• [Written task]:
Output nothing but the lines from the line with "of the background" through the end of the listing below, both ends included.

* * *

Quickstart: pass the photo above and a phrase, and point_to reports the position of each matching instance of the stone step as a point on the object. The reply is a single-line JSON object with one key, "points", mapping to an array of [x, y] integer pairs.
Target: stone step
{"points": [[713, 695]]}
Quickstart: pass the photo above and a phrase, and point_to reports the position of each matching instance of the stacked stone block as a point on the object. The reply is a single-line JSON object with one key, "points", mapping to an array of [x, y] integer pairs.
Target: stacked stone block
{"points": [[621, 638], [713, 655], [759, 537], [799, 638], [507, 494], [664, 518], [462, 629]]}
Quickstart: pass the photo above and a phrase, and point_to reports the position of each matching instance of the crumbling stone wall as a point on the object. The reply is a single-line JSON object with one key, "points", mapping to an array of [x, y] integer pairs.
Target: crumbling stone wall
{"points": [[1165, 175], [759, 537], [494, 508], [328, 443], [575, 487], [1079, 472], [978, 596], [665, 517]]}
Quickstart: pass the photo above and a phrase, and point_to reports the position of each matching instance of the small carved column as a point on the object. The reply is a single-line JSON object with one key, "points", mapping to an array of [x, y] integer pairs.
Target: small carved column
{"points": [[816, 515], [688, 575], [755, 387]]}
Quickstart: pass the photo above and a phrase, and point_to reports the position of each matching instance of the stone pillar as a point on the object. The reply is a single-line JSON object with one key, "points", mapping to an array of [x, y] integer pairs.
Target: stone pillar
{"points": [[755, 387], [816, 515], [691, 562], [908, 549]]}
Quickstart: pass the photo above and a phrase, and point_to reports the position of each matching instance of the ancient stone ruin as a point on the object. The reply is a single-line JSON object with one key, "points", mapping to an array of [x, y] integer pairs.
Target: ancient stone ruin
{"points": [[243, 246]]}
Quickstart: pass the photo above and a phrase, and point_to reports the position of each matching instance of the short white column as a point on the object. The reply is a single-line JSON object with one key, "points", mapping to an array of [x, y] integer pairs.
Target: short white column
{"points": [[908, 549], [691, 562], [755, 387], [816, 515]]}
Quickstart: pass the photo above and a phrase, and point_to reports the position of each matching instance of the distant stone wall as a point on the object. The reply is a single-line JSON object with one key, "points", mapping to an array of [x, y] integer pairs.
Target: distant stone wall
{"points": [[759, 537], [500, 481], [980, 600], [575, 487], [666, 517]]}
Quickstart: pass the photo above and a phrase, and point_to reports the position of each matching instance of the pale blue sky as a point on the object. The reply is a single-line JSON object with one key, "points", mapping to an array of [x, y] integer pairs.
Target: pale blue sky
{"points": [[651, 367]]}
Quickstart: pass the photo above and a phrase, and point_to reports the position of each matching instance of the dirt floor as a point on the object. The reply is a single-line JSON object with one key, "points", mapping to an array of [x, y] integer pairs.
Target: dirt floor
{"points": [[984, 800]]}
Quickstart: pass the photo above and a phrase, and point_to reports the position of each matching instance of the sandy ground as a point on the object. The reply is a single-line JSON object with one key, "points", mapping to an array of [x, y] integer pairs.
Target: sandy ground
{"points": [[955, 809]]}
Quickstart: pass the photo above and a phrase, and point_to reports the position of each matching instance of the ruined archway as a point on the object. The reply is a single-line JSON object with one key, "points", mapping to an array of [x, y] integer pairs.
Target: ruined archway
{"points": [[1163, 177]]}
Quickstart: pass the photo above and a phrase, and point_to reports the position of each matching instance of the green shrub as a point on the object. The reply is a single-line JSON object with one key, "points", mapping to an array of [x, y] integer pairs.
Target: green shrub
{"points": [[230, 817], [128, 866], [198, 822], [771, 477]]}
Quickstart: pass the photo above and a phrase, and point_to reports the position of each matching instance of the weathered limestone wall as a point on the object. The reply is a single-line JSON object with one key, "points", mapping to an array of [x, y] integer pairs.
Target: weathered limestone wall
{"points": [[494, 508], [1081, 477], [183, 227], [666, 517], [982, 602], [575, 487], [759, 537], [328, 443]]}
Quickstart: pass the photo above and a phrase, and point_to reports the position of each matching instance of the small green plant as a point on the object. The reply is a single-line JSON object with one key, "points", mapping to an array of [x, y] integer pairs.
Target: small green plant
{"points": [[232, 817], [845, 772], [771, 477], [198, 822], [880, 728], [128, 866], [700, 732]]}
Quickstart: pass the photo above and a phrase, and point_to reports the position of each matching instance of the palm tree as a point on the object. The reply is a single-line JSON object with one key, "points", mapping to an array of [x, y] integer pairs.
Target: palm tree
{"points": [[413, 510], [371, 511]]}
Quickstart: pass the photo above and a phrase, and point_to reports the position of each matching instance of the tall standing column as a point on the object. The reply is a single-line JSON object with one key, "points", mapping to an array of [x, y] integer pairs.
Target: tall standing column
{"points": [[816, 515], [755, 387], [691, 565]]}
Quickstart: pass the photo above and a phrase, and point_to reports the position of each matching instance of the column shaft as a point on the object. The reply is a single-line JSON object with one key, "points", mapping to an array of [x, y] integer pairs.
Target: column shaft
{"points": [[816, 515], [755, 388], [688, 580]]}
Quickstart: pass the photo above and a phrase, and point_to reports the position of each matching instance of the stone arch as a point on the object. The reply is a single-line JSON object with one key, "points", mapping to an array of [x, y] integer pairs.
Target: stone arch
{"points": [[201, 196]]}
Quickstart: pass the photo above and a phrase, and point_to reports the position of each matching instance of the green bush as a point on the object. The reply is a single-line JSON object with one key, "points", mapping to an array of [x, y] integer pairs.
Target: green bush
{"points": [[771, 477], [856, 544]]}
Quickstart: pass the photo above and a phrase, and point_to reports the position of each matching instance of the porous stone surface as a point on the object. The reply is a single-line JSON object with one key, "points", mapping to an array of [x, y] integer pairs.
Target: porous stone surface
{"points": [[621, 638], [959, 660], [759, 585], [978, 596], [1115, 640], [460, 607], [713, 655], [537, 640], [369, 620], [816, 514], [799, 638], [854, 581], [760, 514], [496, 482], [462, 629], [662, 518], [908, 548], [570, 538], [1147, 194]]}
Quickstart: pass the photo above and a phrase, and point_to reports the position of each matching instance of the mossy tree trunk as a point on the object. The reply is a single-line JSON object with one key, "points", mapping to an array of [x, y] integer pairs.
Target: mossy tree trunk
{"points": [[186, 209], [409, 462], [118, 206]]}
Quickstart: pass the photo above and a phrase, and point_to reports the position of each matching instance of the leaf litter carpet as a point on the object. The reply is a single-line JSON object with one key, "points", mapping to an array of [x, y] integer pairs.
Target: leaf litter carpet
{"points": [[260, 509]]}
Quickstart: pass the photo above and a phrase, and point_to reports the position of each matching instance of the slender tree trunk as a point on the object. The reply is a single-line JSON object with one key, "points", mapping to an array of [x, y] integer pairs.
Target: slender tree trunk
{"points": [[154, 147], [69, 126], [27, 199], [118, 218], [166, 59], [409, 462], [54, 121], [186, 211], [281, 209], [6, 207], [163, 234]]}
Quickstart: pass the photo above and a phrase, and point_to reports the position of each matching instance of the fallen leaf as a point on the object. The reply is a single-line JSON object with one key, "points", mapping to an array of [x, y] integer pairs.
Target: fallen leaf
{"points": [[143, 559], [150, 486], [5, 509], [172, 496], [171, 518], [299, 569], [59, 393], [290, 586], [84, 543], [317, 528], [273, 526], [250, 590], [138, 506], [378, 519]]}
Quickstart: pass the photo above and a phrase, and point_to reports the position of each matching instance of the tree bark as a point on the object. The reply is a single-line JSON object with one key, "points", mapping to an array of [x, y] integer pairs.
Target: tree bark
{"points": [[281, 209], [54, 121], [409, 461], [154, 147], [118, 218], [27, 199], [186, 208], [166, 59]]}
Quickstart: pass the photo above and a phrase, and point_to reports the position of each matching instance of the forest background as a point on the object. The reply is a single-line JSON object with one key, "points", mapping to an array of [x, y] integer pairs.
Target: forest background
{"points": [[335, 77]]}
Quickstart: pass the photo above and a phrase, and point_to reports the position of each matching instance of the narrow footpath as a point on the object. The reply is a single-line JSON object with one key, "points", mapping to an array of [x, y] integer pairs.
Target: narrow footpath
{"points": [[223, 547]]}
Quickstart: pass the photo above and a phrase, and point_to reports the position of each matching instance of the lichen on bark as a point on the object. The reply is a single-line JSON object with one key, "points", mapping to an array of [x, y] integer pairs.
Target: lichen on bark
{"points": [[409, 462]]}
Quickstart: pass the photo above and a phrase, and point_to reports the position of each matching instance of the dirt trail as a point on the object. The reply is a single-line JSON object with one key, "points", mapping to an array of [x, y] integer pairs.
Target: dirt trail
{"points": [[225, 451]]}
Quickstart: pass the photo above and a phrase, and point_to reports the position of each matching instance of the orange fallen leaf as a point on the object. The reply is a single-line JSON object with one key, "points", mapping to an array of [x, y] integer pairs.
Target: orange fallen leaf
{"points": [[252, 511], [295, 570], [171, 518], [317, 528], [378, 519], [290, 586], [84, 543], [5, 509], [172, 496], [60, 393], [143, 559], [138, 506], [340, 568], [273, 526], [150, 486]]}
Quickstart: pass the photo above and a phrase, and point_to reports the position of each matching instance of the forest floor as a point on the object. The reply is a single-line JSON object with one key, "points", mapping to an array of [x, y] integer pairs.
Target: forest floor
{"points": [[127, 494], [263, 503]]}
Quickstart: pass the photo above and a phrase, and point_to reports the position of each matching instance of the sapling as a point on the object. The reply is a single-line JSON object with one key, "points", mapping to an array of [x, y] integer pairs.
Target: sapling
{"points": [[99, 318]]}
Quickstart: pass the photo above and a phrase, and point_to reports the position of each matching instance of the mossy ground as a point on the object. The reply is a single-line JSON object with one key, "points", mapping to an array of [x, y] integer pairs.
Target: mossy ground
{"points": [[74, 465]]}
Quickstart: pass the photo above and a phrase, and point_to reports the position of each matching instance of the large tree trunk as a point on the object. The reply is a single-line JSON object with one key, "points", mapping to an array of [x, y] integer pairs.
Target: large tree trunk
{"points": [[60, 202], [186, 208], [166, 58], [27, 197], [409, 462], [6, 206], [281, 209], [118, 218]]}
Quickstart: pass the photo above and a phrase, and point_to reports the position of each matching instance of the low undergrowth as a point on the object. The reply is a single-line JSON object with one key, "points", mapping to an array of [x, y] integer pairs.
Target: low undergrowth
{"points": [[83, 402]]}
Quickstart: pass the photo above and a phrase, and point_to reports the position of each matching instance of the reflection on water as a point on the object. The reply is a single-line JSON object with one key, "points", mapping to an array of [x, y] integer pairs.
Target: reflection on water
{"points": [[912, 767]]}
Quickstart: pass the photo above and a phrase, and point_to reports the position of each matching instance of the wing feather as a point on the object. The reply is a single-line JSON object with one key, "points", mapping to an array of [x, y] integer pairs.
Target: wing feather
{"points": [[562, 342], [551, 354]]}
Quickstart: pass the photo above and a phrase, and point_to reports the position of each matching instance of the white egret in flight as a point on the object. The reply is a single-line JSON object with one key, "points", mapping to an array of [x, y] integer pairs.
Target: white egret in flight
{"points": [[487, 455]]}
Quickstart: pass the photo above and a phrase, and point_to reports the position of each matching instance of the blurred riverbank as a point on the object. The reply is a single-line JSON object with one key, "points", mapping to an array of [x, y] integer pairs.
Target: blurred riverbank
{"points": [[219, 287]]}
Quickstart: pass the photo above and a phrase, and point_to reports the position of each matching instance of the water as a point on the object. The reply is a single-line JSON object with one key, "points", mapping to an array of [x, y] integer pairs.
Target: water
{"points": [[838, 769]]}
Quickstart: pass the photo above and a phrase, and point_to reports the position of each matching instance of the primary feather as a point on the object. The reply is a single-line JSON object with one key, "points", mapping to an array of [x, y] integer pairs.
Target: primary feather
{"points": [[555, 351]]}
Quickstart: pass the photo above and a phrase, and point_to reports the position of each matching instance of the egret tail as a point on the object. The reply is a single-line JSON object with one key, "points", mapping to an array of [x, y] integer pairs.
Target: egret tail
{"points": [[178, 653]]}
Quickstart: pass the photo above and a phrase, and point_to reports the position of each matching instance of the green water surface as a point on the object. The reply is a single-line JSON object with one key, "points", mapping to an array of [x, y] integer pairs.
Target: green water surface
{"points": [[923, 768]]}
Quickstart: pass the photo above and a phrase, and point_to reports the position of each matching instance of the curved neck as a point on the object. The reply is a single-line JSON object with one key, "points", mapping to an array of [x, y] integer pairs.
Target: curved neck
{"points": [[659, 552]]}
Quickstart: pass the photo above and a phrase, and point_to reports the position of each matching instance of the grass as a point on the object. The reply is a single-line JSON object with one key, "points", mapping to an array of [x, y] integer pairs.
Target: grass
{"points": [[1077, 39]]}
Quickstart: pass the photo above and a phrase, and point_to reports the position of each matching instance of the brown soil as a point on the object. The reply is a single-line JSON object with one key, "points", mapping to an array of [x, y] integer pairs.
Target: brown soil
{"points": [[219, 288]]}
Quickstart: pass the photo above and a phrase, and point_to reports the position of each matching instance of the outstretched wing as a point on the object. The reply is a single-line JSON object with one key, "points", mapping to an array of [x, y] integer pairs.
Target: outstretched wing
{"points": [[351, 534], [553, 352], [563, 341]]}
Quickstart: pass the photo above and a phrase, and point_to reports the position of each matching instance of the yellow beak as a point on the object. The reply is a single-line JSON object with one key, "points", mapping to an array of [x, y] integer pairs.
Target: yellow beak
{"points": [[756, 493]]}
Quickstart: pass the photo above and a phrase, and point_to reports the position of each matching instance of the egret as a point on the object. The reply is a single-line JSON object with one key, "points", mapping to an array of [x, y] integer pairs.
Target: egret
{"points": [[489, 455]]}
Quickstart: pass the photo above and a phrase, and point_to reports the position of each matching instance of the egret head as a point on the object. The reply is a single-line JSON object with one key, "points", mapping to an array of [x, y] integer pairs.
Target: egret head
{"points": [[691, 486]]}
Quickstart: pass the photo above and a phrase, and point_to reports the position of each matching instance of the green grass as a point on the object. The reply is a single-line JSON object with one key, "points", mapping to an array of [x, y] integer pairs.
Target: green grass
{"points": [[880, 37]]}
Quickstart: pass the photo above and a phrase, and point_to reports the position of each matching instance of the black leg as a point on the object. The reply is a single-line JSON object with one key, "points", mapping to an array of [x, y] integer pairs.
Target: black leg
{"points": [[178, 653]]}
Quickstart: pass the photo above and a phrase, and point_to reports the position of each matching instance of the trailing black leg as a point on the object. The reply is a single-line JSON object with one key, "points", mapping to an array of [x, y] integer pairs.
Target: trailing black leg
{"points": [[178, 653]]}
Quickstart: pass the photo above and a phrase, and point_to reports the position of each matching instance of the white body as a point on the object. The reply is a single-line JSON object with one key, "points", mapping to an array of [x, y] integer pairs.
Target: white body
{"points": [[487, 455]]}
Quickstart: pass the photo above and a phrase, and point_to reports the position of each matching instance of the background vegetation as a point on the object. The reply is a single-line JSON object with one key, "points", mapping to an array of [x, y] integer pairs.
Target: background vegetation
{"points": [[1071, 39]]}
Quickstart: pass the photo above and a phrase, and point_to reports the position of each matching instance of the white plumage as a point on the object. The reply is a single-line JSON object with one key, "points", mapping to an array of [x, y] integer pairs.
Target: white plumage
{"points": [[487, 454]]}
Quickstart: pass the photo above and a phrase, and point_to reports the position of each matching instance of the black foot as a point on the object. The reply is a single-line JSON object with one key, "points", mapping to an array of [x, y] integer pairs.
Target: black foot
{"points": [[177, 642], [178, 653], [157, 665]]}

* * *

• [Answer to this problem]:
Quickstart: pass the photo above and a phrase, and point_to reports the position of each matching instance of the background vegetation as a point on the object. The reply is a single-line JSON object with one key, "points", mapping to an array of [x, y] integer pairs.
Target: background vegetation
{"points": [[1071, 39]]}
Quickstart: pass the photo above and a phrase, and point_to reports the position of each matching instance of the white plumage as a point on the object. The reply is a single-line JSON object with one key, "points", mapping to an array of [x, y] integer pairs.
Target: white plumage
{"points": [[487, 454]]}
Quickstart: pass the photo above and a phrase, and point_to reports the position of each matching instance of the black foot as a point on the object. The reply is a single-line JSON object with one key, "points", mapping to an array of [x, y] integer pairs.
Target: black foot
{"points": [[177, 642], [178, 653], [157, 665]]}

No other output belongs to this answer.